> Your assignment: An unchanged copy of each entry below is needed; keep the pictures out of it.

> Extracted records:

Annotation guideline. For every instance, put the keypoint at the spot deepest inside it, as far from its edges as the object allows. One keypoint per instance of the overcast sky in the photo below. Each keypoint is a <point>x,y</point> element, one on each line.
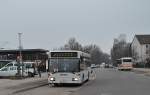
<point>50,23</point>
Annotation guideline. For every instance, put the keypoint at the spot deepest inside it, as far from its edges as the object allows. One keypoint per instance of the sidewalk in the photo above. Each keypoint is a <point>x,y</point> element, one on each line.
<point>145,71</point>
<point>8,86</point>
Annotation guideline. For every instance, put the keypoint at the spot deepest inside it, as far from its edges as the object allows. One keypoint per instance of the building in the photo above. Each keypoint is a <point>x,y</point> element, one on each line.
<point>141,49</point>
<point>30,55</point>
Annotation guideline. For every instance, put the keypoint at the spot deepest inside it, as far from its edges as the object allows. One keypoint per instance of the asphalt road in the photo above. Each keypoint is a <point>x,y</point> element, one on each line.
<point>107,82</point>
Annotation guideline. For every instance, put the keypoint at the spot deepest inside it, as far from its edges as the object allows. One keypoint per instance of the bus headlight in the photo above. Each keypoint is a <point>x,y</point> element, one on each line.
<point>52,79</point>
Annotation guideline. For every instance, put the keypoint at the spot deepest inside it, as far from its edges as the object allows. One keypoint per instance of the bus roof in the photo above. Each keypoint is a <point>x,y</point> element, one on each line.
<point>79,52</point>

> Task result:
Annotation guideline. For every instance, put the keypoint at the spot deepest inside it, as far from its edges as the object allows. One keypoint per instance of the overcast sky in the photo below. Each keypoint is a <point>x,y</point> element, one on each line.
<point>50,23</point>
Annotation guideline. For every instance, put the keypoint at the spot deepest inside it, as far from its edges as the object allows. One keypoint per instance of the sidewalk in the photo above. Each keypoint is a <point>x,y</point> element, one on each line.
<point>145,71</point>
<point>8,86</point>
Annotation guideline. For every instance, put the keypoint at the spot deepest inside it, as far from its edges as the object allows. One keypoint per instance of the building in the photo above. Each keypoint is a <point>x,y</point> element, one on each line.
<point>141,49</point>
<point>30,55</point>
Annotation guideline. For every instance, put the keypoint at the spot deepest inside it, as far from its edges as the object allows. One keypoint per instance of the asphalt road in the photo above. Each keypoint is a <point>x,y</point> element, one on each line.
<point>107,82</point>
Annotation guideline. For every instance, put the keypoint at the spot deepest inside it, as far from its edges as the object allows. One keypoint per instance of the bus headlight in the photo above. Each keypoint is a <point>x,y</point> element, one on each line.
<point>52,79</point>
Annotation guideline. For every instance, put the keypoint at the spot deepest inside it, as far from its edges as the object allows. One keypoint per instance of the bus roof in the photo above. Each keypoint is a <point>x,y</point> element, one on each line.
<point>79,52</point>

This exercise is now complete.